====== Stored records
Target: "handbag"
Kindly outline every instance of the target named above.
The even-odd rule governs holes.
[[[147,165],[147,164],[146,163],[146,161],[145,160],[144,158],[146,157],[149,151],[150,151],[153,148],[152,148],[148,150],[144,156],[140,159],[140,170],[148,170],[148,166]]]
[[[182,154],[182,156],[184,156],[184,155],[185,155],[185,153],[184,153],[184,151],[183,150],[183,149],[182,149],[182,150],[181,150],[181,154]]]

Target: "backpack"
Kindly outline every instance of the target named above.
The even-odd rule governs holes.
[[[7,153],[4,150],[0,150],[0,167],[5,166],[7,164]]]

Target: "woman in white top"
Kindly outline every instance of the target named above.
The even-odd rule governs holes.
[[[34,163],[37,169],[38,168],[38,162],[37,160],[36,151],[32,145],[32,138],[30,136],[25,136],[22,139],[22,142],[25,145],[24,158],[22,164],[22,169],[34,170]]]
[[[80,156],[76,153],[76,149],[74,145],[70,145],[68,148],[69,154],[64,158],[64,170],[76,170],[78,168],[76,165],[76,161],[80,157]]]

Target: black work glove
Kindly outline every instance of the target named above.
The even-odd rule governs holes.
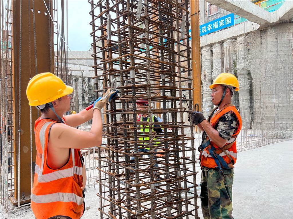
============
▶ **Work required**: Rewrite all the lines of the entries above as a numbered list, skipping the blank lines. Leave the pictures out of your answer.

▶ **Answer to the exercise**:
1. Target: "handbag"
2. Kindly outline every instance of the target named above.
3. The even-odd rule governs holes.
4. [[[147,165],[147,164],[146,163],[146,161],[145,160],[144,158],[146,157],[149,151],[150,151],[153,148],[152,148],[148,150],[144,156],[140,159],[140,170],[148,170],[148,166]]]
5. [[[182,154],[182,156],[184,156],[184,155],[185,155],[185,153],[184,153],[184,151],[183,150],[183,149],[182,149],[182,150],[181,150],[181,154]]]
6. Target: "backpack"
7. Kindly outline every instance of the target named above.
8. The even-odd rule governs holes.
9. [[[7,153],[4,150],[0,150],[0,167],[5,166],[7,164]]]
10. Target: "woman in white top"
11. Kindly outline every instance of the target named above.
12. The even-odd rule governs holes.
13. [[[34,163],[37,169],[38,168],[38,162],[37,160],[36,151],[32,145],[32,138],[30,136],[25,136],[22,139],[22,142],[25,145],[24,158],[22,164],[22,169],[34,170]]]
14. [[[80,156],[76,153],[76,149],[74,145],[70,145],[68,148],[69,154],[64,158],[64,170],[76,170],[78,168],[76,165],[76,161],[80,157]]]
15. Target: black work glove
16. Kindly outline every instance of the target named above.
17. The even-odd rule governs holes.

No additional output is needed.